> _Task item A_
List the farming techniques that the article about Robert Mutai says he and his fellow trainees discovered.
> _Task item B_
Answer these questions from the article about Robert Mutai:
(i) How old is Robert Mutai?
(ii) How many brothers and sisters did Robert grow up with?
(iii) When did WE Villages launch agricultural training in Kipsongol?
> _Task item C_
Write what comes next in the article about Robert Mutai, picking up after its final sentence.

[Page text Boundary: Start]

When this Kenyan dad refused to watch his crops fail, he unearthed the power to provide.

By Deepa Shankaran and Zeddy Kosgei

 

Robert Mutai can’t forget the day his eldest son, Benjamin, failed the national certificate exam and lost his chance to attend high school.

The 51-year-old Kenyan farmer blamed himself—he knew from experience how hard it is to study on an empty stomach.

As a boy growing up in rural Kipsongol, Robert watched his parents borrow food from neighbours when the maize on their land ran low. Despite his father’s best efforts to keep them fed, Robert and his nine brothers and sisters often went to sleep hungry.

Robert learned to work the land beside his father. But the traditional farming methods that failed his parents would later cause his own homestead plot to wither. He planted with little knowledge of which crops would succeed in which season, or how to protect them from drought and disease.

“It was blind farming,” he says. “You just prayed for something to come.”

Robert began to dread going home in the evenings. He knew his wife would be working by the light of a paraffin lantern, putting their five children to bed without dinner.

“I didn’t know how to face them,” he says. “If you don’t provide, you don’t feel like a father.”

When his son Benjamin failed his exam, Robert realized that unless something changed, the cycle was about to repeat. “I didn’t want my family to suffer anymore,” he says.

In the spring of 2016, WE Villages launched agricultural training in Kipsongol as part of its sustainable development program. Robert signed up immediately, eager for a chance to learn new techniques. He and his fellow trainees discovered the secrets of short season farming, drip irrigation and greenhouses.

“It was the first time I had heard about modern farming,” he says.

[Page text Boundary: End]
[Entries shown Boundary: Start]

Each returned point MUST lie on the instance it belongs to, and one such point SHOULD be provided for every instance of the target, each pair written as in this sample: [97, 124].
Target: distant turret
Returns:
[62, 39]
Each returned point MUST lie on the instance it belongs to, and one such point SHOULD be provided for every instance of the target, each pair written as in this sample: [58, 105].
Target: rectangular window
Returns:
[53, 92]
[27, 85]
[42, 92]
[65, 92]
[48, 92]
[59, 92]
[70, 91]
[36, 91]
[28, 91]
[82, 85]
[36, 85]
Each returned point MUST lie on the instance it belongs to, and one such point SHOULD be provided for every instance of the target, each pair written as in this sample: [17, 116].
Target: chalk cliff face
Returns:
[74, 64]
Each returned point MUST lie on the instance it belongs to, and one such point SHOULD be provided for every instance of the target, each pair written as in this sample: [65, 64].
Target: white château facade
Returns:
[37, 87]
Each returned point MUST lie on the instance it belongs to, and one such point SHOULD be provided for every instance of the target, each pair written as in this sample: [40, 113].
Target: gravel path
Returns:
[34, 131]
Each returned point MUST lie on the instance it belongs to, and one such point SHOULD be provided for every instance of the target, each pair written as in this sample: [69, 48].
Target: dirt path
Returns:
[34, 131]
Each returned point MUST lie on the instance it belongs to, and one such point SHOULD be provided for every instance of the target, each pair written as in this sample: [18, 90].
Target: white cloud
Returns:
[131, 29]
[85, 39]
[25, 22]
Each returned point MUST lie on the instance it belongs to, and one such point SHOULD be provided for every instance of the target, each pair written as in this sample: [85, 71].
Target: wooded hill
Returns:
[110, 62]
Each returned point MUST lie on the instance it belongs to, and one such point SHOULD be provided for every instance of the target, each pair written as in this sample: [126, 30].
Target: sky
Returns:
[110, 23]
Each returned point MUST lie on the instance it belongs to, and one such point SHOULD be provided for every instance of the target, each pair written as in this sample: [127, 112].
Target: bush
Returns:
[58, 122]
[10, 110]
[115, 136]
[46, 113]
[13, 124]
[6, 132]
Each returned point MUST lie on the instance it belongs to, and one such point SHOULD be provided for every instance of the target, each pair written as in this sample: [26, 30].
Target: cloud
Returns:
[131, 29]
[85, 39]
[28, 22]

[Entries shown Boundary: End]

> _Answer area A_
Short season farming, drip irrigation, greenhouses

> _Answer area B_
(i) 51
(ii) Nine
(iii) In the spring of 2016

> _Answer area C_
Robert’s group founded the Kipsongol community farm, working together on a one-acre field in the heart of the village. As they applied their new skills, this communal land and their own small homestead plots grew crowded with potatoes, cabbage, kale, onions and tomatoes.

One year later, Kipsongol’s landscape—and Robert’s own image of himself—have undergone a remarkable change.

With profits from the sale of surplus crop, the farming team has created a savings pot where members can access loans for business ventures. When Robert invested in a poultry farm and bought a dairy cow, his group took note of his business savvy and elected him as the farm’s manager.

These days, when Robert heads back home, he’s smiling even before he sees his house.

“I’m welcomed with hugs. I know I can provide for my family and in turn, they’re doing well. That makes me want to work harder and harder,” he says.

 

His eldest son recently retook the national certificate exam and passed. Now a Grade 9 student at Lelaitich Secondary School in neighbouring Bomet county, Benjamin looks forward to campus visits from his father and is keen to learn from his example.

“He encourages me to study hard,” says Benjamin. “My father has taught me that hard work is important. The way he dedicates himself to his work as a farmer inspires me to work just as hard so I can provide for my family one day.”